## [SET PROBLEM]
Copy out the part of the records that opens with the line containing "Given the photograph above, carefully outline every white flower" and closes with the line containing "[411,318,446,351]", keeping both of those lines and changing nothing.
######
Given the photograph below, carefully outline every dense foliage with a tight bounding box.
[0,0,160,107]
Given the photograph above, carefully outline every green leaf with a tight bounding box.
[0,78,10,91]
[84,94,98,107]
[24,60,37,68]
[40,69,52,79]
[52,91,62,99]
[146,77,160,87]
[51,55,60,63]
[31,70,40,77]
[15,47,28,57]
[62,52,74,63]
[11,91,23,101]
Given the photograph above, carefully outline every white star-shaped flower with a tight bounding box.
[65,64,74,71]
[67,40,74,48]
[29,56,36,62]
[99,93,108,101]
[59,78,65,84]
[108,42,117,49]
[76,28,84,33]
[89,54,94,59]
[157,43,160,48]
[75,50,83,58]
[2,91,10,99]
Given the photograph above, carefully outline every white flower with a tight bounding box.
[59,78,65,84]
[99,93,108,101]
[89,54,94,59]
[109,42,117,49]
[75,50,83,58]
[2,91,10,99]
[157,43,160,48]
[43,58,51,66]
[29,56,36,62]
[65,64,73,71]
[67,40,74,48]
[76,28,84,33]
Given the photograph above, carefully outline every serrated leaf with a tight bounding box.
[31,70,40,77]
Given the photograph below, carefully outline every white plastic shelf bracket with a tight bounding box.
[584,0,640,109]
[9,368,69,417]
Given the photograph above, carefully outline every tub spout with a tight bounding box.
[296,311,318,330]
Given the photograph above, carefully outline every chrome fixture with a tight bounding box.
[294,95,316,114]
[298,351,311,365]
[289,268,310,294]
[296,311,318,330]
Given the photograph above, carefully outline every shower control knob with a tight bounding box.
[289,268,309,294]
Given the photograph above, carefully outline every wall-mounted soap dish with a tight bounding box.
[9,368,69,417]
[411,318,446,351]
######
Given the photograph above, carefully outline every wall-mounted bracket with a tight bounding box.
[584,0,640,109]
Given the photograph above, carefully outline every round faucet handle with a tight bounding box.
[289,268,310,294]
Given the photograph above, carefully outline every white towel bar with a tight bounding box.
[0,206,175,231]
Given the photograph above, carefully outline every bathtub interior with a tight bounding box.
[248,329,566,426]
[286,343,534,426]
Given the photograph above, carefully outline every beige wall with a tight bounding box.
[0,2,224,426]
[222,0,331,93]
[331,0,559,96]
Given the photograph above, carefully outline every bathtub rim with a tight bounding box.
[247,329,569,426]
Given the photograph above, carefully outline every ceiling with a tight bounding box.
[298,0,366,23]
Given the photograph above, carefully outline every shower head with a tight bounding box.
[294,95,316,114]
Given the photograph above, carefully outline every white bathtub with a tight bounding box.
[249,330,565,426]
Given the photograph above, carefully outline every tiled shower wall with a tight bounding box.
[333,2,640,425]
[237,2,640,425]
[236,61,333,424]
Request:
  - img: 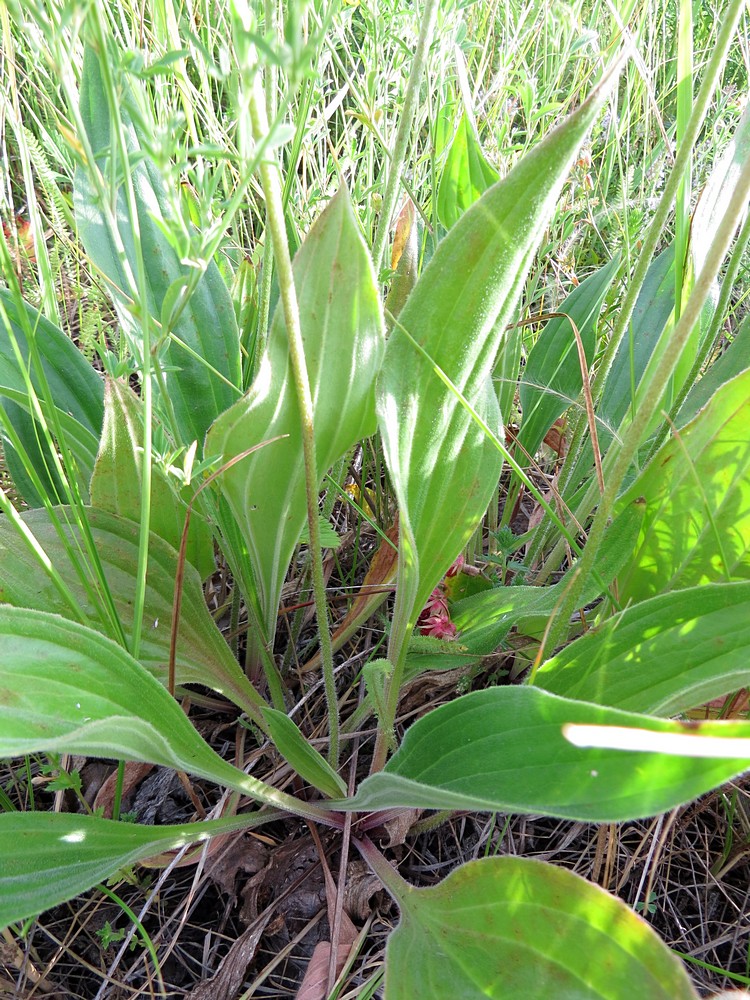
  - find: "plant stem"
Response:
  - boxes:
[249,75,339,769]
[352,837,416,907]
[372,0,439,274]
######
## [SOLUTION FOR THIS TASK]
Given the photograph above, carefully outline every white flower with a tight bounding box.
[59,78,65,84]
[99,93,108,101]
[89,54,94,59]
[109,42,117,49]
[75,50,83,58]
[2,91,10,99]
[157,43,160,48]
[43,58,51,66]
[29,56,36,62]
[65,64,73,71]
[67,40,74,48]
[76,28,84,33]
Given the photograph above, carefully outline every serrated leaf with a tight bounding box.
[31,70,40,77]
Given the photograph below, carefully outline every white plastic shelf bracket with a tight bounding box.
[584,0,640,109]
[9,368,69,417]
Given the photograph above, carefully outline every tub spout with a tight bounding box.
[296,311,318,330]
Given the photograph above, carefully outline every chrome fixture with a tight bounding box.
[294,95,316,114]
[298,351,311,365]
[289,268,310,294]
[296,311,318,330]
Given the photograph above, carefully outline every shower control knob with a tight bounding box.
[289,268,309,294]
Given the photograph above, carefully outline every wall-mounted soap dish with a tight bounding box.
[9,368,69,417]
[411,318,446,351]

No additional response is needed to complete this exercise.